**** Data to process ****

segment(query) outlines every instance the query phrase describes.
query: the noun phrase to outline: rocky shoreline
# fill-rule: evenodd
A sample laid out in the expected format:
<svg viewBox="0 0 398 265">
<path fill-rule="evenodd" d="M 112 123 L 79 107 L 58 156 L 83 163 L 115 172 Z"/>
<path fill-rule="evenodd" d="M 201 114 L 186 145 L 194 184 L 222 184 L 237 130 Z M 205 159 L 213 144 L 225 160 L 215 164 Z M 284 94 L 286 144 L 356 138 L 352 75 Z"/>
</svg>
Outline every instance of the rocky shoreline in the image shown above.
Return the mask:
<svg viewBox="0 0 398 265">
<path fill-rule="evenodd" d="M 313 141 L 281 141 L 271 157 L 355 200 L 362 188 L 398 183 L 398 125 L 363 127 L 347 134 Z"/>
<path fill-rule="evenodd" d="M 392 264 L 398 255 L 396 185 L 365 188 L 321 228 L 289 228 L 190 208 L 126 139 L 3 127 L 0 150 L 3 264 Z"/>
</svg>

****

### Short exercise
Rewrite every line of the material above as a numbered list, skipping any blank lines.

### Full solution
1. segment(query) outlines every instance the query phrase describes.
2. query: the noun phrase to outline: rocky shoreline
3. # fill-rule: evenodd
4. A sample laid out in the expected format:
5. <svg viewBox="0 0 398 265">
6. <path fill-rule="evenodd" d="M 112 123 L 79 107 L 58 156 L 83 163 L 115 172 Z"/>
7. <path fill-rule="evenodd" d="M 201 114 L 186 145 L 194 184 L 222 184 L 237 130 Z M 205 159 L 213 144 L 225 160 L 215 164 Z M 284 94 L 286 144 L 356 138 L 352 75 Z"/>
8. </svg>
9. Outline every instance of the rocky shoreline in the image shown above.
10. Return the mask:
11. <svg viewBox="0 0 398 265">
12. <path fill-rule="evenodd" d="M 313 141 L 281 141 L 271 157 L 355 200 L 362 188 L 398 183 L 398 125 L 363 127 L 347 134 Z"/>
13. <path fill-rule="evenodd" d="M 392 264 L 398 255 L 396 185 L 365 188 L 321 228 L 289 228 L 190 208 L 126 139 L 3 127 L 0 150 L 3 264 Z"/>
14. </svg>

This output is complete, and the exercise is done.